_WORK TO COMPLETE_
Begin at the line that has "Highlight overcast sky in this picture." and go through the end of the records. Write those lines out again with "jacket" swapped for "coat", change nothing else, and leave out the pictures.

_DATA EXTRACT_
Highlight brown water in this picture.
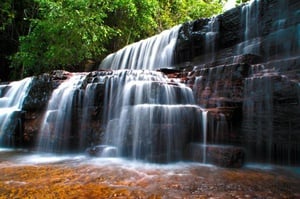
[0,151,300,199]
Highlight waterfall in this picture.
[237,0,260,54]
[0,78,32,146]
[205,17,220,62]
[38,74,86,152]
[202,110,208,163]
[99,25,181,70]
[85,70,199,162]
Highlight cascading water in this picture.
[38,74,86,152]
[89,70,200,162]
[205,17,220,62]
[99,26,180,70]
[237,0,260,54]
[0,78,32,146]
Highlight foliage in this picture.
[156,0,224,31]
[9,0,229,76]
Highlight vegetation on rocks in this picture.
[0,0,252,81]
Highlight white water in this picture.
[99,26,180,70]
[0,78,32,145]
[38,74,85,152]
[205,17,220,62]
[237,0,260,54]
[91,70,199,162]
[202,110,208,164]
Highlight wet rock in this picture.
[187,143,245,168]
[23,74,56,111]
[85,145,118,157]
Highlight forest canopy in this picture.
[0,0,248,79]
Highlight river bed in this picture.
[0,149,300,199]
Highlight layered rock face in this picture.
[175,0,300,164]
[0,0,300,167]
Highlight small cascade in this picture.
[0,78,32,146]
[237,0,260,54]
[202,111,208,163]
[99,26,180,70]
[205,17,220,62]
[38,74,86,152]
[86,70,200,162]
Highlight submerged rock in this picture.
[187,143,245,168]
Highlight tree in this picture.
[10,0,229,76]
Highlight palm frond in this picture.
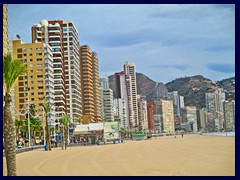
[3,53,28,93]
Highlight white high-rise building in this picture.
[167,91,184,116]
[100,88,114,122]
[124,61,139,127]
[137,95,148,129]
[32,20,82,124]
[205,88,226,112]
[99,76,109,89]
[63,20,82,122]
[113,98,123,127]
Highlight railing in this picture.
[3,145,44,156]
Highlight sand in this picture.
[3,135,235,176]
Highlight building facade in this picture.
[79,45,102,124]
[124,61,139,127]
[92,52,102,122]
[160,100,175,133]
[32,19,67,123]
[12,40,55,126]
[223,99,235,131]
[147,102,154,131]
[137,95,148,129]
[100,88,114,122]
[182,106,198,132]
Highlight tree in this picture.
[60,114,70,149]
[3,53,27,176]
[43,102,52,151]
[30,117,42,145]
[15,120,24,141]
[78,116,83,124]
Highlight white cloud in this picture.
[9,4,235,83]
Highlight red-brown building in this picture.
[147,102,154,130]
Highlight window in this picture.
[37,69,43,72]
[36,47,42,51]
[17,49,22,53]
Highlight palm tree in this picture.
[3,53,27,176]
[78,116,83,124]
[43,102,52,151]
[30,117,42,145]
[60,114,70,149]
[15,120,24,141]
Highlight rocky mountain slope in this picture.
[109,73,235,108]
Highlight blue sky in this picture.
[8,4,235,83]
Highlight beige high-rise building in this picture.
[124,61,139,127]
[12,40,55,125]
[223,99,235,131]
[3,4,9,55]
[79,45,102,124]
[92,52,102,122]
[160,100,175,133]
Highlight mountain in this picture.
[136,73,168,102]
[166,75,219,108]
[109,73,235,108]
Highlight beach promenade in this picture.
[3,135,235,176]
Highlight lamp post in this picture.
[26,87,31,147]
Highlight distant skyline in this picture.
[8,4,235,83]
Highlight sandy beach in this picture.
[3,135,235,176]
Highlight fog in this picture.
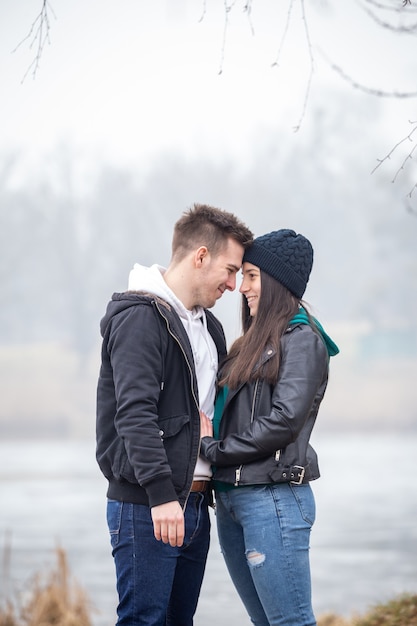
[0,0,417,438]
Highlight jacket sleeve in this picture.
[201,327,328,467]
[108,305,178,506]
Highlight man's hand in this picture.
[200,410,213,437]
[151,500,185,547]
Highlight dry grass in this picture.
[317,594,417,626]
[0,548,417,626]
[0,548,92,626]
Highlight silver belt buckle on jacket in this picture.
[290,465,306,485]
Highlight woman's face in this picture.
[239,261,261,317]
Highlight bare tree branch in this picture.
[294,0,314,132]
[12,0,56,83]
[361,5,417,35]
[371,120,417,198]
[218,0,255,74]
[318,48,417,98]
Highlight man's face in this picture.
[194,239,244,309]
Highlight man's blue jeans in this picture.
[107,492,210,626]
[216,483,316,626]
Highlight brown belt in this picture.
[190,480,209,493]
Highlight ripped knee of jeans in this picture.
[246,550,265,567]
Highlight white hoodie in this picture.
[128,263,218,480]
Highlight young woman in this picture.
[201,229,339,626]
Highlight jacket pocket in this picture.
[159,414,192,490]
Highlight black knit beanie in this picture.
[243,228,313,299]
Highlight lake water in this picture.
[0,433,417,626]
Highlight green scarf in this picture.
[213,307,339,439]
[289,307,339,356]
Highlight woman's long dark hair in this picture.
[219,270,300,389]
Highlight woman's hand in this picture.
[200,411,213,437]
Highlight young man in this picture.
[97,205,253,626]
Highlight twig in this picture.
[294,0,314,132]
[12,0,56,83]
[319,49,417,98]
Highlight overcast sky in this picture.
[0,0,417,190]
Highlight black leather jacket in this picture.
[201,325,329,486]
[96,292,226,506]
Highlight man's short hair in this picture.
[172,204,253,262]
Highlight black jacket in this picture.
[201,325,329,486]
[96,292,226,506]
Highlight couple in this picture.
[97,205,338,626]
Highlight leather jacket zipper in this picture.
[235,378,259,487]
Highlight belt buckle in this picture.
[290,465,306,485]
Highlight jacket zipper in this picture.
[155,301,201,511]
[235,378,259,487]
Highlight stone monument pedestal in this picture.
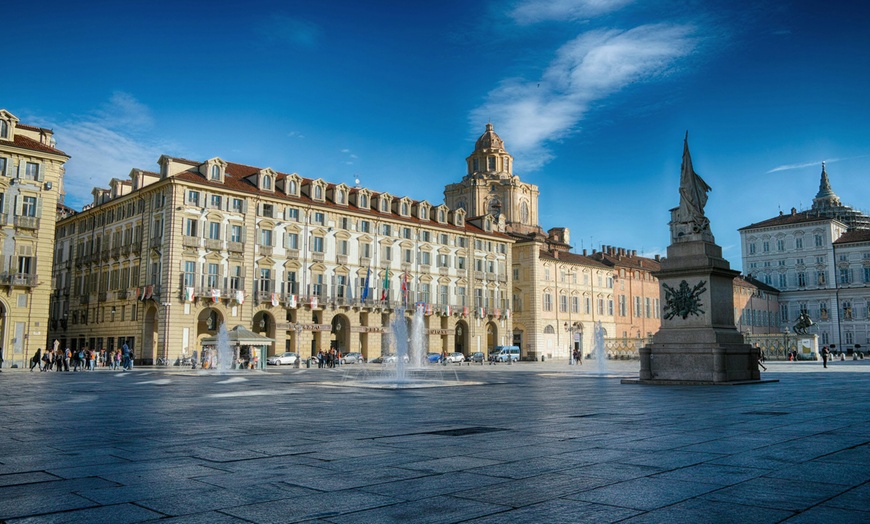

_THE RESPONSE_
Highlight overcast sky in this picture.
[0,0,417,190]
Highlight black leather coat in this picture.
[201,325,329,486]
[96,292,226,506]
Highlight man's short hair in this picture.
[172,204,253,262]
Highlight black coat in this picture.
[201,325,329,486]
[96,292,226,506]
Highlight couple in this picture.
[97,205,338,626]
Highlight leather coat zipper in this picture.
[235,378,259,487]
Highlight belt buckle in this picture.
[290,465,306,485]
Highlight coat zipper in this picture.
[155,301,201,511]
[235,378,259,487]
Highlight stone monument pedestal in this picture.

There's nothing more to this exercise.